→ **The exercise**: Copy out the material word for word, starting at the line that contains "trace sea, every instance" and continuing through the last line of the material, with both ends included. Leave the pictures out of your copy.
##########
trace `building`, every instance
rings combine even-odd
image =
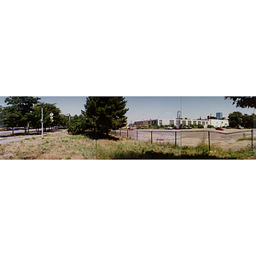
[[[207,125],[213,125],[214,127],[227,126],[229,125],[229,120],[227,119],[157,119],[150,120],[143,120],[134,122],[135,125],[148,125],[150,124],[155,124],[157,125],[202,125],[204,128],[207,128]]]
[[[218,113],[216,113],[216,117],[220,119],[223,118],[223,113],[222,112],[218,112]]]

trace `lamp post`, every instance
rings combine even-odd
[[[41,119],[41,124],[42,124],[42,137],[44,137],[44,113],[43,113],[43,103],[37,105],[42,107],[42,119]]]

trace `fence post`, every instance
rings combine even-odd
[[[208,144],[209,144],[209,151],[211,151],[210,133],[211,133],[211,131],[208,131]]]
[[[253,127],[252,128],[252,151],[254,151],[254,143],[253,143]]]

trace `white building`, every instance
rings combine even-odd
[[[229,125],[228,119],[157,119],[150,120],[136,121],[136,125],[148,125],[150,124],[155,124],[157,125],[202,125],[204,128],[207,128],[207,125],[213,125],[214,127],[227,126]]]

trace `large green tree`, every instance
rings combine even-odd
[[[256,108],[256,97],[253,96],[239,96],[239,97],[230,97],[225,96],[225,100],[230,99],[233,101],[233,105],[240,108]]]
[[[85,129],[108,134],[110,130],[125,126],[127,123],[125,113],[126,101],[122,96],[89,96],[84,105]]]
[[[32,107],[39,99],[32,96],[6,97],[4,102],[8,106],[4,108],[5,126],[24,127],[26,133],[26,127],[33,118]]]
[[[32,109],[32,119],[31,121],[32,125],[34,128],[41,127],[41,118],[42,118],[42,104],[43,104],[43,113],[44,113],[44,127],[51,127],[60,125],[61,123],[61,110],[55,104],[50,103],[40,103],[33,107]],[[50,113],[53,113],[53,121],[50,119]]]

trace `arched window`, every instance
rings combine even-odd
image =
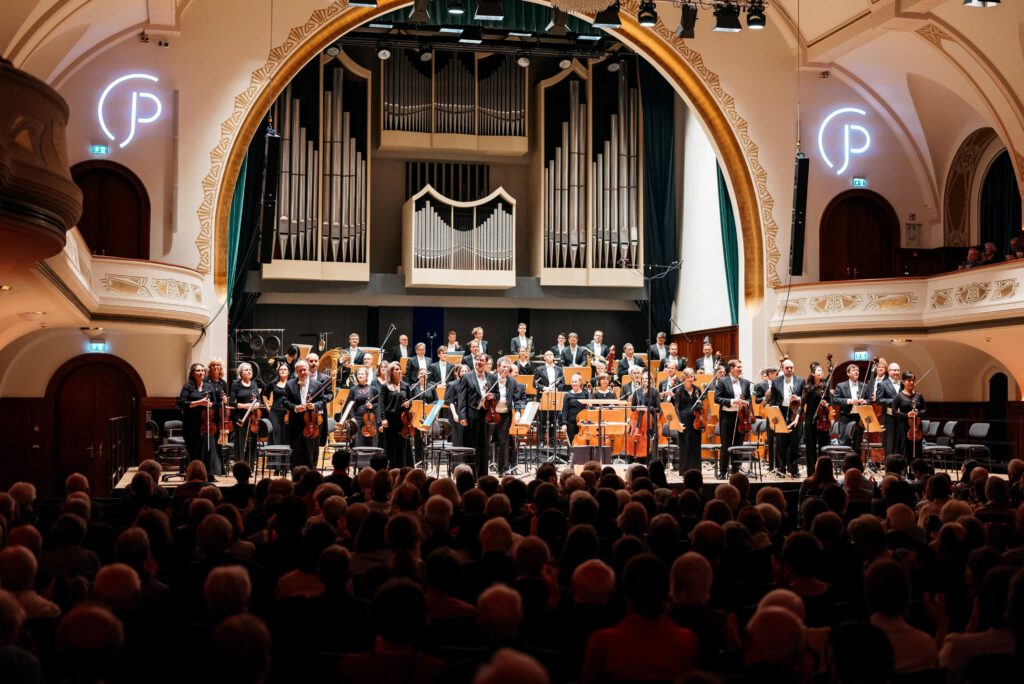
[[[78,230],[93,254],[150,258],[150,196],[127,167],[89,161],[71,169],[82,188]]]

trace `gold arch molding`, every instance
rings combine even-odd
[[[376,8],[370,8],[335,2],[313,11],[305,24],[293,28],[285,42],[270,50],[266,63],[252,73],[249,87],[234,97],[234,111],[221,124],[220,142],[210,153],[210,172],[203,179],[203,203],[197,212],[197,269],[203,273],[213,270],[219,296],[226,292],[231,197],[249,141],[263,114],[299,70],[338,37],[410,4],[409,0],[381,0]],[[644,55],[703,120],[738,209],[743,294],[746,309],[753,313],[764,300],[765,281],[769,287],[779,284],[774,200],[768,193],[768,174],[758,159],[758,145],[748,134],[746,121],[736,112],[732,95],[722,88],[718,75],[707,68],[700,54],[660,22],[653,30],[658,39],[652,39],[651,30],[632,18],[638,7],[637,0],[622,2],[622,29],[609,33]]]

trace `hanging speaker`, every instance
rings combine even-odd
[[[810,160],[797,153],[793,173],[793,228],[790,233],[790,275],[804,274],[804,228],[807,221],[807,175]]]

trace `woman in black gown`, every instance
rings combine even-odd
[[[272,382],[263,388],[263,402],[270,404],[270,425],[273,430],[270,432],[270,443],[276,446],[288,445],[288,425],[285,424],[285,416],[288,410],[285,409],[285,385],[288,384],[288,364],[278,366],[278,382]]]
[[[216,446],[215,434],[202,433],[204,413],[214,411],[211,398],[213,387],[206,380],[206,367],[193,364],[188,369],[188,381],[178,393],[177,408],[181,411],[181,434],[185,440],[185,450],[189,461],[202,461],[209,465],[211,446]]]

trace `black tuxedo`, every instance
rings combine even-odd
[[[309,376],[307,382],[309,383],[309,387],[306,390],[306,401],[308,402],[309,397],[316,395],[316,398],[312,401],[313,410],[323,416],[325,408],[334,398],[331,394],[331,389],[327,388],[321,394],[316,394],[323,383],[312,376]],[[307,439],[303,435],[306,412],[296,413],[295,411],[296,407],[302,404],[302,392],[299,388],[298,378],[292,378],[285,384],[284,403],[285,410],[288,411],[288,433],[292,446],[292,466],[309,466],[311,468],[316,463],[316,457],[319,452],[319,439]],[[326,422],[321,424],[319,430],[321,432],[327,430]]]
[[[587,352],[580,345],[577,345],[575,353],[572,352],[572,347],[565,347],[562,350],[562,366],[586,366],[587,356]]]
[[[803,396],[804,389],[807,386],[807,381],[798,375],[793,376],[793,396]],[[790,403],[785,400],[785,376],[779,374],[771,382],[771,394],[768,395],[767,399],[769,407],[778,407],[782,412],[782,417],[785,422],[792,423],[796,416],[790,415]],[[803,411],[803,407],[800,408]],[[813,418],[812,418],[813,420]],[[797,459],[800,458],[800,437],[801,430],[800,425],[796,425],[791,428],[788,434],[774,434],[774,430],[771,433],[775,440],[774,450],[774,462],[771,463],[771,467],[780,470],[788,471],[791,475],[797,474]]]
[[[719,378],[715,383],[715,402],[719,405],[719,434],[722,435],[722,448],[719,452],[719,477],[728,477],[729,469],[729,447],[740,446],[746,435],[741,434],[736,429],[736,412],[727,411],[732,407],[733,399],[751,400],[751,381],[746,378],[739,379],[739,396],[735,396],[732,391],[732,376]],[[735,468],[733,468],[735,471]]]

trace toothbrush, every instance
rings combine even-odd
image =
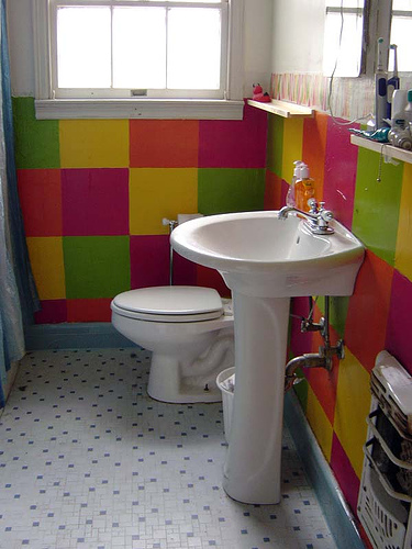
[[[393,49],[393,74],[387,82],[387,119],[392,116],[392,96],[394,90],[399,90],[400,80],[398,76],[398,46],[397,44],[391,44],[390,49]],[[394,113],[393,113],[394,114]]]
[[[378,63],[375,74],[375,128],[385,127],[387,116],[387,78],[383,70],[383,38],[378,38]]]

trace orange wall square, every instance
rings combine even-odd
[[[305,119],[303,123],[302,160],[308,164],[311,177],[315,180],[318,200],[323,197],[327,119],[327,114],[315,111],[313,119]]]
[[[345,343],[368,370],[385,349],[393,267],[367,250],[360,267],[345,326]]]
[[[131,120],[132,168],[196,168],[199,122],[196,120]]]
[[[18,184],[25,235],[62,236],[60,170],[18,170]]]

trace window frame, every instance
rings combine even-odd
[[[34,0],[35,111],[40,120],[58,119],[207,119],[243,117],[244,0],[227,0],[227,67],[223,99],[55,98],[52,85],[49,0]],[[93,3],[92,1],[90,3]],[[132,3],[132,2],[131,2]]]

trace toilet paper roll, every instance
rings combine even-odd
[[[181,225],[182,223],[186,223],[187,221],[197,220],[198,217],[203,217],[203,214],[201,214],[201,213],[178,213],[177,214],[177,223],[178,223],[178,225]]]

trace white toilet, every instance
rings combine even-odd
[[[113,326],[153,351],[148,394],[174,403],[219,402],[215,378],[234,366],[232,301],[211,288],[167,285],[120,293]]]

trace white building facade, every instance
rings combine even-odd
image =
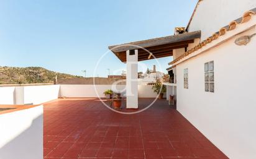
[[[253,0],[199,1],[187,31],[201,37],[174,50],[170,63],[178,111],[230,158],[256,158],[255,7]]]

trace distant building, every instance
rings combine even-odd
[[[108,79],[126,79],[126,75],[107,75]]]

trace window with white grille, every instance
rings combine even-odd
[[[204,64],[204,90],[214,92],[214,62],[210,61]]]

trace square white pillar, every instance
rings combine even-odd
[[[126,108],[138,108],[138,50],[126,51]]]

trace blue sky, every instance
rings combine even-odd
[[[197,0],[2,0],[0,66],[40,66],[93,76],[109,45],[173,34],[186,27]],[[171,58],[159,59],[163,71]],[[144,62],[149,67],[155,60]],[[124,69],[107,54],[95,75]]]

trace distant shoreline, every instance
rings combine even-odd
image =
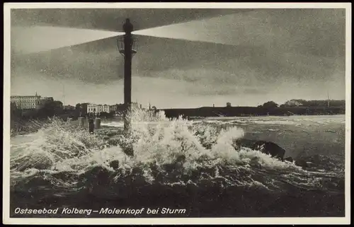
[[[185,118],[208,117],[257,117],[292,115],[345,115],[345,107],[202,107],[185,109],[161,109],[166,117],[183,116]]]

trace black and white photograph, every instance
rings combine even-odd
[[[4,223],[350,223],[351,4],[8,3],[4,34]]]

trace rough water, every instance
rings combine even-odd
[[[344,216],[344,116],[169,120],[135,110],[132,134],[53,120],[11,138],[12,217]],[[282,162],[234,140],[275,142]],[[132,144],[134,156],[123,152]],[[16,208],[160,209],[156,214],[18,214]],[[164,208],[185,209],[162,214]],[[176,213],[176,212],[174,212]]]

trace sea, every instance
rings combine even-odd
[[[345,216],[344,115],[188,120],[136,110],[130,117],[129,135],[118,121],[103,120],[91,134],[52,120],[36,132],[11,136],[11,216]],[[241,137],[274,142],[294,161],[236,151]],[[132,156],[125,153],[127,144]],[[16,211],[43,208],[94,211]],[[156,212],[99,211],[142,208]]]

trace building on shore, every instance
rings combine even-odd
[[[11,95],[10,102],[18,110],[39,109],[45,102],[54,101],[52,97],[41,97],[37,93],[35,95]]]
[[[74,105],[67,105],[64,106],[64,110],[75,110],[75,107]]]
[[[101,105],[89,103],[87,105],[87,113],[98,114],[101,112],[110,112],[117,110],[117,105]]]

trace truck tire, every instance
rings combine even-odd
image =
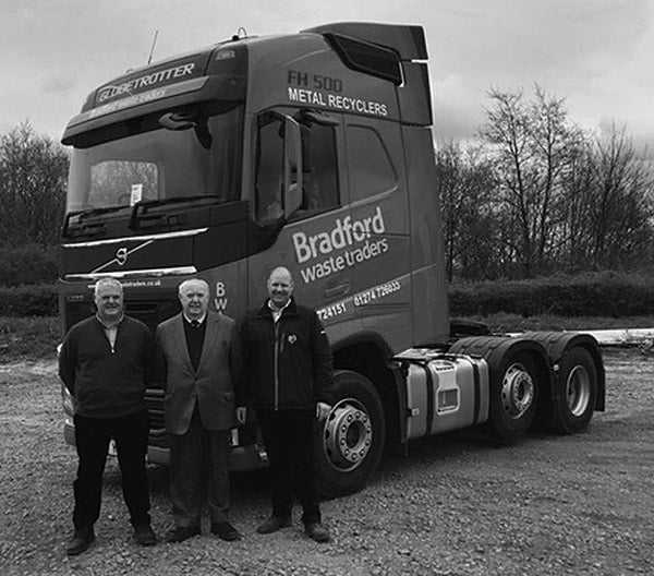
[[[385,422],[382,400],[371,381],[349,370],[335,373],[335,399],[318,424],[316,468],[326,497],[363,488],[379,464]]]
[[[513,442],[530,427],[540,394],[538,372],[529,352],[502,359],[491,376],[489,424],[502,442]]]
[[[584,430],[595,409],[597,370],[590,352],[576,346],[559,362],[554,427],[561,434]]]

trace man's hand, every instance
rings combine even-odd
##########
→ **The output**:
trace sea, every instance
rings combine even-odd
[[[345,216],[344,115],[188,120],[136,110],[130,117],[129,135],[118,121],[103,120],[91,134],[52,120],[36,132],[11,136],[11,216]],[[241,137],[274,142],[294,161],[236,151]],[[132,156],[125,153],[127,144]],[[16,211],[43,208],[94,211]],[[156,212],[99,211],[142,208]]]

trace building on shore, every instance
rings combine even-odd
[[[11,95],[10,102],[18,110],[39,109],[45,102],[54,101],[52,97],[41,97],[37,93],[35,95]]]
[[[74,105],[67,105],[64,106],[64,110],[75,110],[75,107]]]
[[[101,105],[89,103],[87,105],[87,113],[98,114],[101,112],[110,112],[117,110],[117,105]]]

trace truck tire, every instance
rings combine even-odd
image =
[[[385,422],[382,400],[371,381],[349,370],[335,373],[335,399],[318,424],[316,468],[326,497],[363,488],[379,464]]]
[[[513,442],[530,427],[540,394],[538,372],[529,352],[502,359],[491,376],[489,424],[502,442]]]
[[[584,430],[595,409],[597,370],[590,352],[576,346],[559,362],[554,427],[561,434]]]

trace man's hand, every instance
rings combine even-odd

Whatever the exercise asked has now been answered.